◆ **Given instruction**: Output nothing but the lines from the line with "the blue throw" through the end of the listing below, both ends included.

Coordinate annotation records:
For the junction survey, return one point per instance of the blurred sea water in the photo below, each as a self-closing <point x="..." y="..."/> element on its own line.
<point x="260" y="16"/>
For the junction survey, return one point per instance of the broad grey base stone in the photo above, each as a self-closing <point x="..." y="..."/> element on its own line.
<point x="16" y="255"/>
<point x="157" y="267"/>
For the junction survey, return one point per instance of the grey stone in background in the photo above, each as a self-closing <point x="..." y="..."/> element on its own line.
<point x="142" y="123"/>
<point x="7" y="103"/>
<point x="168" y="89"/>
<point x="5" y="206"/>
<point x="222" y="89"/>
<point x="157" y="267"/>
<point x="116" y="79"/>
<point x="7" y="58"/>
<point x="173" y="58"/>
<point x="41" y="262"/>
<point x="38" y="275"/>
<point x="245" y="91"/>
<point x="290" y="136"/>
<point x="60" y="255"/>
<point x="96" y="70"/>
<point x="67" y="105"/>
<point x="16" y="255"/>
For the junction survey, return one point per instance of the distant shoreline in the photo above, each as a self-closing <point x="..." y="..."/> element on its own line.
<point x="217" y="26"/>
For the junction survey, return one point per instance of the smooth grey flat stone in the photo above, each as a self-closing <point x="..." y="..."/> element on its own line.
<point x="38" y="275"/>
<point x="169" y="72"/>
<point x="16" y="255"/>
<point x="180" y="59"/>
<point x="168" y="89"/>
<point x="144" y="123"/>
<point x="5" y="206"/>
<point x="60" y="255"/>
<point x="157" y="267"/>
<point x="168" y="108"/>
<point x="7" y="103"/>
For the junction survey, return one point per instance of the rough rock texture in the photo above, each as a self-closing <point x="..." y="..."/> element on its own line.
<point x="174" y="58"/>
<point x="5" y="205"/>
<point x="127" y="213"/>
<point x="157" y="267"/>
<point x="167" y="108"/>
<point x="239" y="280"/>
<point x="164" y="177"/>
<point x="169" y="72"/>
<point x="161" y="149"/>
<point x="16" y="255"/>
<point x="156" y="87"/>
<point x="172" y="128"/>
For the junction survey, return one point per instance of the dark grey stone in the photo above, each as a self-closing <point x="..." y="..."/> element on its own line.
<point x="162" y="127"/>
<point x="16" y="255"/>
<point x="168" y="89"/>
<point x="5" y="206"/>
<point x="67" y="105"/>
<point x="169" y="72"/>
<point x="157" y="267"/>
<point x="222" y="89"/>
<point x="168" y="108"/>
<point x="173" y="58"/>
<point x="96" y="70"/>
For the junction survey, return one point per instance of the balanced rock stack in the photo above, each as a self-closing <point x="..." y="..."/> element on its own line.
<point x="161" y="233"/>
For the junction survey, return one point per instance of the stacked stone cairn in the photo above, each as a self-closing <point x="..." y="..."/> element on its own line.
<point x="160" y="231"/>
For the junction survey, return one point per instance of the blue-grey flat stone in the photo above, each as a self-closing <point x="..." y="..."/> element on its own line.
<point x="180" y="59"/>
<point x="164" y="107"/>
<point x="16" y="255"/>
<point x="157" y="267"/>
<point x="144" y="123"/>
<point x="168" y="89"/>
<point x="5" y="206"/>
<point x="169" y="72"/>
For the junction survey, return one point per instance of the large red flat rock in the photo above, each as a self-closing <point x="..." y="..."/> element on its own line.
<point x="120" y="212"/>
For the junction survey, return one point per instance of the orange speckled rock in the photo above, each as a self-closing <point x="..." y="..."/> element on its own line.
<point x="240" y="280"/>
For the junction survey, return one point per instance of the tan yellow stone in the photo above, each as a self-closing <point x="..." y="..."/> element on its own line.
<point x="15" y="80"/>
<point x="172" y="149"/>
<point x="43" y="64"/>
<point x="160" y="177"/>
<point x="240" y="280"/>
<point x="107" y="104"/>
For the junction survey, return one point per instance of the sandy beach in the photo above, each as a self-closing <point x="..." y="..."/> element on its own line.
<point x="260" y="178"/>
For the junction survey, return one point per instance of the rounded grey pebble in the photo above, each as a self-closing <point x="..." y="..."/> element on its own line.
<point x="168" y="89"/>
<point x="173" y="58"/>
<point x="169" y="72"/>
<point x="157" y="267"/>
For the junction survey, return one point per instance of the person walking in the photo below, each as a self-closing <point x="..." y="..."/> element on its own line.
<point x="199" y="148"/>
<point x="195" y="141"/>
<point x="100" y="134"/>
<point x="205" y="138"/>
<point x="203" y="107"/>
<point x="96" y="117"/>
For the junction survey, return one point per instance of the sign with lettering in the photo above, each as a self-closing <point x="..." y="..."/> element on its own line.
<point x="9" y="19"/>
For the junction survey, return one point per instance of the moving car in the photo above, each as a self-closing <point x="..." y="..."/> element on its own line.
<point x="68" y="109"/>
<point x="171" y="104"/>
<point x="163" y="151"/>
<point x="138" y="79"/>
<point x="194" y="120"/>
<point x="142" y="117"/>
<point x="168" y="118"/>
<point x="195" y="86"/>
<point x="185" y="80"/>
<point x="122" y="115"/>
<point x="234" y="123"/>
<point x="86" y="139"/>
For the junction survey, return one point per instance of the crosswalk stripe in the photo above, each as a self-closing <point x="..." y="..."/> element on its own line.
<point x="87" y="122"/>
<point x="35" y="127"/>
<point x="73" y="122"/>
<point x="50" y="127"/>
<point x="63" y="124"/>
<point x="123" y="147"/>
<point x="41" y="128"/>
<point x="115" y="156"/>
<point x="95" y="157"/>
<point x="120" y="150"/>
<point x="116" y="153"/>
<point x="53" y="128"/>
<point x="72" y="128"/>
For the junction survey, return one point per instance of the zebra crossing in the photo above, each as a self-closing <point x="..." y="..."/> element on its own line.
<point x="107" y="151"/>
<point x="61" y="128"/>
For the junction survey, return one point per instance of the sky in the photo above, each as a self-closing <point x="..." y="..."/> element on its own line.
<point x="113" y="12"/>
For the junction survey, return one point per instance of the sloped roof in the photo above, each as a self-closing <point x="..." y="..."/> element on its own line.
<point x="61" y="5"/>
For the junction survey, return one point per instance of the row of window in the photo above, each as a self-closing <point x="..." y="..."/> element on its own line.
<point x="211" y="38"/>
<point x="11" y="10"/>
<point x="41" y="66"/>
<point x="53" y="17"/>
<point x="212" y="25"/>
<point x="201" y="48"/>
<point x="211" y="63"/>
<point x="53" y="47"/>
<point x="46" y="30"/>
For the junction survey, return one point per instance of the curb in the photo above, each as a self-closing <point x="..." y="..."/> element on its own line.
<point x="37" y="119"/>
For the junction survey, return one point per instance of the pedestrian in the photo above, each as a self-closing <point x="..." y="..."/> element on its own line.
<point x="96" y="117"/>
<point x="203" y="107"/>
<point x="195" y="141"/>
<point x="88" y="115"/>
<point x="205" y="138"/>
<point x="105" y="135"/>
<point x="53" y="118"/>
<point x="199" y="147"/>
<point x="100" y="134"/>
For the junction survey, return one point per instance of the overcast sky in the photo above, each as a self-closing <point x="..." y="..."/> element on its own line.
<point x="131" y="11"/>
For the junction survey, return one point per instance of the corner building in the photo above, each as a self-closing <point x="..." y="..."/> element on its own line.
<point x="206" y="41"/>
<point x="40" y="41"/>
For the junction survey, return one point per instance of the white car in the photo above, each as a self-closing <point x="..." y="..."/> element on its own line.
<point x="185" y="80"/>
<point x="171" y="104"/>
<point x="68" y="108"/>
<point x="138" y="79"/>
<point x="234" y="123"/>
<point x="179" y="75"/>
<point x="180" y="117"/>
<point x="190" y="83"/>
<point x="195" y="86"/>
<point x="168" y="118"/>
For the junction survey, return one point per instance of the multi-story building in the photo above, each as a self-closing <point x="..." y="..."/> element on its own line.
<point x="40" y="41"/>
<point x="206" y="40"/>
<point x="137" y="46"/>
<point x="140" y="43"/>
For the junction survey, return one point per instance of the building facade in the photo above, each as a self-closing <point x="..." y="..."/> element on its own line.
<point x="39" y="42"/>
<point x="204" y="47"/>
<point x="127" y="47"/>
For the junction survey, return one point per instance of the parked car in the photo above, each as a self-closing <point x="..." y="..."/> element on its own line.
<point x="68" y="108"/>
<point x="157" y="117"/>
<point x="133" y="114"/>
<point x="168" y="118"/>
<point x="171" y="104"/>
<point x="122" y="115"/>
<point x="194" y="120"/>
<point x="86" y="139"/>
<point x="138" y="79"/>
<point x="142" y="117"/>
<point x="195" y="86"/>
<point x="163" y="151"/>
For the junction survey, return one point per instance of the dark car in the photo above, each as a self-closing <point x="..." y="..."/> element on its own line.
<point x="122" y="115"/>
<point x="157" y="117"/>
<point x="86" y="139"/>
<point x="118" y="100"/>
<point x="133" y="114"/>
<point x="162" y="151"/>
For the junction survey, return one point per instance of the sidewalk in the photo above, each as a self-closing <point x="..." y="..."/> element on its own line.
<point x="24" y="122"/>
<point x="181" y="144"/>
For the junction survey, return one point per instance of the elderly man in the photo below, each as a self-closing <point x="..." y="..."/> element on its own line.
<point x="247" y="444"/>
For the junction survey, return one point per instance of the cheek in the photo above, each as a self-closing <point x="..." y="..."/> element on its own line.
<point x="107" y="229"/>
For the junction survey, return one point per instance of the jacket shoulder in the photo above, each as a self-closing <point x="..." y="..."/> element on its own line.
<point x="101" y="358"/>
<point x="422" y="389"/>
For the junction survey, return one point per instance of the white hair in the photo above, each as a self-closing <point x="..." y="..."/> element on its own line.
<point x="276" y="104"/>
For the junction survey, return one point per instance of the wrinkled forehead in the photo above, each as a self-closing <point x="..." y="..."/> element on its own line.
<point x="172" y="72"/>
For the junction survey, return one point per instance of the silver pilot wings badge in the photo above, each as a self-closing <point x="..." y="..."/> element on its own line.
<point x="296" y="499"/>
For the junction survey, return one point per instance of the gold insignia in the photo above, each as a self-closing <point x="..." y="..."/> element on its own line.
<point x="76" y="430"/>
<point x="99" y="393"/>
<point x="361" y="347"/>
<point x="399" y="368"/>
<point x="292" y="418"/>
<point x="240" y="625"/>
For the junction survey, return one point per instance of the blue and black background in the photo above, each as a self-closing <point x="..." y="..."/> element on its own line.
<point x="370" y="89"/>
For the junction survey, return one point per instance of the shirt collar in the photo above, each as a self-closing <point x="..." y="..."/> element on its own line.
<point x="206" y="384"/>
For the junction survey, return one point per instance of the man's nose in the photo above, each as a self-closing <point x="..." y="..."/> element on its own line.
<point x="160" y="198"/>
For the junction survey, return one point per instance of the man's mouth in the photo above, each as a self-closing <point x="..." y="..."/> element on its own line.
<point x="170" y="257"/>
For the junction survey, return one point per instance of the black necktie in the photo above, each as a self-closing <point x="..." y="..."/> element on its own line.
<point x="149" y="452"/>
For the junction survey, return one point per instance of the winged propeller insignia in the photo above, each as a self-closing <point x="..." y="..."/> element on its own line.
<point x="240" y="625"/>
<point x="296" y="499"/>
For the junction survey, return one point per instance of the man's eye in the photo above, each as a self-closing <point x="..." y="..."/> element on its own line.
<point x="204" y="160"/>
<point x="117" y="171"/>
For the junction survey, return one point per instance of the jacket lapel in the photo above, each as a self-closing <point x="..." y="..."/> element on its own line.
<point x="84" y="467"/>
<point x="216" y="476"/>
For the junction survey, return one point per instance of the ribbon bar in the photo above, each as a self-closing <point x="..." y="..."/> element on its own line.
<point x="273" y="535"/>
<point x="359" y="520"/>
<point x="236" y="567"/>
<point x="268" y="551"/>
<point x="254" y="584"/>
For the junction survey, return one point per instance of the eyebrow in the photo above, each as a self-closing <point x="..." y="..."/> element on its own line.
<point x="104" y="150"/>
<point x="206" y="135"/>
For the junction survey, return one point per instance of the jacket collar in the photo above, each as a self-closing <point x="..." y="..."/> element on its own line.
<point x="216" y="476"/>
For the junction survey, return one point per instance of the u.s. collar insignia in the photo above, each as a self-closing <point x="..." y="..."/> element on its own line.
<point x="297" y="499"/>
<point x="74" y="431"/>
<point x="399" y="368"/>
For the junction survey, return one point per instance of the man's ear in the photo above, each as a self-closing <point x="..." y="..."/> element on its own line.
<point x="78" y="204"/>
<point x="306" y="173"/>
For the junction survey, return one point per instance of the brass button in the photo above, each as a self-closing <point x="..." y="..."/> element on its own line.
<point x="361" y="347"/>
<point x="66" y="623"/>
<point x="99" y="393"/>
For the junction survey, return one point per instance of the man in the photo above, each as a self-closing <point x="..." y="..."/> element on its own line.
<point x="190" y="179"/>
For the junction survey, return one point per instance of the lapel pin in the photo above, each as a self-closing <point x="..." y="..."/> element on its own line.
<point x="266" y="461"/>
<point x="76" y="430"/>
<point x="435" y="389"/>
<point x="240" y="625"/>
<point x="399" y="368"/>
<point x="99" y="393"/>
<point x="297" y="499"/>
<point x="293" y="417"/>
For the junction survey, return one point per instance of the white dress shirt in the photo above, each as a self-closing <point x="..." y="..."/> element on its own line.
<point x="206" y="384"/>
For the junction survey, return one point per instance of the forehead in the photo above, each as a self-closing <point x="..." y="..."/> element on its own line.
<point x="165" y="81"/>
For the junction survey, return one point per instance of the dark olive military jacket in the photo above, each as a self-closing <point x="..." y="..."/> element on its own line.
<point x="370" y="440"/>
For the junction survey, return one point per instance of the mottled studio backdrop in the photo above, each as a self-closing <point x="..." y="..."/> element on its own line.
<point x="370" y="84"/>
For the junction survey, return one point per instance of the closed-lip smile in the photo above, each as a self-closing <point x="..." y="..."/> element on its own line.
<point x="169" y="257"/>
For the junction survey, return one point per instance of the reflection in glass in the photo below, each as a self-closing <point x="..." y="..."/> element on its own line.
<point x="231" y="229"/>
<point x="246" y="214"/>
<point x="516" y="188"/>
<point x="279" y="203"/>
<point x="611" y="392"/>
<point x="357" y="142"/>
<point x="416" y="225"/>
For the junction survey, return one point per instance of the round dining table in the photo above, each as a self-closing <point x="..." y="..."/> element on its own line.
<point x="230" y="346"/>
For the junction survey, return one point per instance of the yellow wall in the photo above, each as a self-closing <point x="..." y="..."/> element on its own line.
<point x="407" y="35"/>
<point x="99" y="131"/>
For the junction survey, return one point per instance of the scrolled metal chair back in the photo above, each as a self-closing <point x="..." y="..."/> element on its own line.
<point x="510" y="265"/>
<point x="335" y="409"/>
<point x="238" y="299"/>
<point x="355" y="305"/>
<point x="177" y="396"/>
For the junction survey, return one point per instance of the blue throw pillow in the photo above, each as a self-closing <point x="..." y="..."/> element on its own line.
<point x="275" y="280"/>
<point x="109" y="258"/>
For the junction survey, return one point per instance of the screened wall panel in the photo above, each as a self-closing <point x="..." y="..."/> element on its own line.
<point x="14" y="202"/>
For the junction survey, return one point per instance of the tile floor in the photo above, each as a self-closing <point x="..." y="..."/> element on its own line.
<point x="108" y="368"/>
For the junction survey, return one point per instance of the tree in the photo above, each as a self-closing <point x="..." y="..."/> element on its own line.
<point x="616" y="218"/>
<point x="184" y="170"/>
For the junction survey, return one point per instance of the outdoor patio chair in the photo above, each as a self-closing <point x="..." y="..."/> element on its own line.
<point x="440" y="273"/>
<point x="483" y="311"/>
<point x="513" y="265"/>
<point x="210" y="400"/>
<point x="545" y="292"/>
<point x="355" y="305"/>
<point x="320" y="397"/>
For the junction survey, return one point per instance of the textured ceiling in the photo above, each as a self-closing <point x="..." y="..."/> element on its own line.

◆ **Complete response**:
For the junction survey, return one point per instance of the blue throw pillow in the photo above, each as a self-closing <point x="..." y="..."/> element on its own line.
<point x="275" y="280"/>
<point x="109" y="258"/>
For the junction survey, return one point per instance of the screened wall panel in the photo above, each as a self-closing <point x="..." y="..."/> element on its own line.
<point x="14" y="202"/>
For the junction survey, return one point per instance of the tile floor in the photo above, each as a self-closing <point x="..." y="..."/> element on its own line.
<point x="108" y="368"/>
For the junction survey, return one point per instance of the tree in the photo above, each as a self-closing <point x="..." y="..."/> element on its own line.
<point x="616" y="218"/>
<point x="184" y="170"/>
For the junction survey, return one point per instance of the outdoor patio chair in the photo above, each as a self-closing <point x="..." y="..."/> element on its own line.
<point x="440" y="273"/>
<point x="483" y="311"/>
<point x="513" y="265"/>
<point x="210" y="400"/>
<point x="545" y="292"/>
<point x="355" y="305"/>
<point x="320" y="397"/>
For the junction survey, return one point per instance of the textured ceiling in the photo above, each as a self-closing <point x="..." y="..."/> element on its own line.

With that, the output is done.